### Saved entries
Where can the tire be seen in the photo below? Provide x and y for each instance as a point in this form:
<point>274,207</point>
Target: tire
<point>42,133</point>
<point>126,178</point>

### Problem requirements
Copy out every entry above word for word, with no changes.

### Output of the exercise
Where can the tire be seen in the photo below? Provide x and y for each instance as a point in this form:
<point>274,207</point>
Target: tire
<point>42,133</point>
<point>126,178</point>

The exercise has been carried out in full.